Ainda é importante ressaltar que a LGPD não se restringe a organizações com fins lucrativos, comerciais. Assim, a Lei é clara ao determinar que se aplica a qualquer empresa, organização, pública e privada, que realize o tratamento de dados pessoais, excetuando-se, apenas os realizados para fins exclusivamente jornalístico, artístico ou acadêmicos; os realizados por pessoa natural para fins exclusivamente particulares e não econômicos; e os que tenham os fins exclusivos de segurança pública e do Estado, defesa nacional e necessárias na investigação de infrações penais.
Os direitos dos titulares estão dispostos no art. 18 da LGPD, segundo o qual o titular pode obter junto a organização em controle dos seus dados, a qualquer momento e mediante requisição: a confirmação da existência de tratamento com suas informações pessoais; o acesso aos dados; a correção de dados que estejam incompletos, inexatos ou desatualizados; a eliminação dos dados pessoais que forem tratados com base no consentimento; a revogação do consentimento; e a informação sobre com quem os dados foram compartilhados. Ainda é direito do titular de dados, de requerer o bloqueio, a eliminação e a anonimização, de dados desnecessários, excessivos ou tratados de modo contrário à Lei Geral de Proteção de Dados.

“Com a LGPD, todas as organizações e empresas, públicas e privadas, precisaram adequar a forma como realizam o tratamento dos dados pessoais, isto é, aplicar medidas técnicas e administrativas que estejam aptas a proteger as informações pessoais coletas ou receptadas pelo compartilhamento de outras instituições”


Além disso, o titular tem o direito de acesso facilitado às informações acerca do tratamento de seus dados pessoais, os quais devem ser disponibilizados de forma clara, adequada e ostensiva, em especial sobre: a finalidade, a forma e a duração do tratamento, resguardado as informações de segredo comercial e industrial, a identificação de quem está no controle dos dados, tais como suas informações de contato; informações sobre o compartilhamento dos dados, tal qual a finalidade; as responsabilidades das partes envolvidas no tratamento; e os direitos do titular, conforme acima expostos.

INSTRUÇÕES
a – No trecho sobre a LGPD, liste tudo o que o titular pode obter mediante requisição conforme a enumeração da primeira frase sobre o art. 18.
b – Transcreva a parte do trecho sobre a LGPD que começa nas palavras "Além disso, o" e termina logo após "conforme acima expostos.".
Baseie-se somente no trecho sobre a LGPD.

LISTA DE ITENS
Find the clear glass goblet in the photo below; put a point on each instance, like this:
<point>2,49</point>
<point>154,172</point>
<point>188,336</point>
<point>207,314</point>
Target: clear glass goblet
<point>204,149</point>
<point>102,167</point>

RESPOSTAS ESCRITAS
a –
- A confirmação da existência de tratamento com suas informações pessoais
- O acesso aos dados
- A correção de dados que estejam incompletos, inexatos ou desatualizados
- A eliminação dos dados pessoais que forem tratados com base no consentimento
- A revogação do consentimento
- A informação sobre com quem os dados foram compartilhados

b –
Além disso, o titular tem o direito de acesso facilitado às informações acerca do tratamento de seus dados pessoais, os quais devem ser disponibilizados de forma clara, adequada e ostensiva, em especial sobre: a finalidade, a forma e a duração do tratamento, resguardado as informações de segredo comercial e industrial, a identificação de quem está no controle dos dados, tais como suas informações de contato; informações sobre o compartilhamento dos dados, tal qual a finalidade; as responsabilidades das partes envolvidas no tratamento; e os direitos do titular, conforme acima expostos.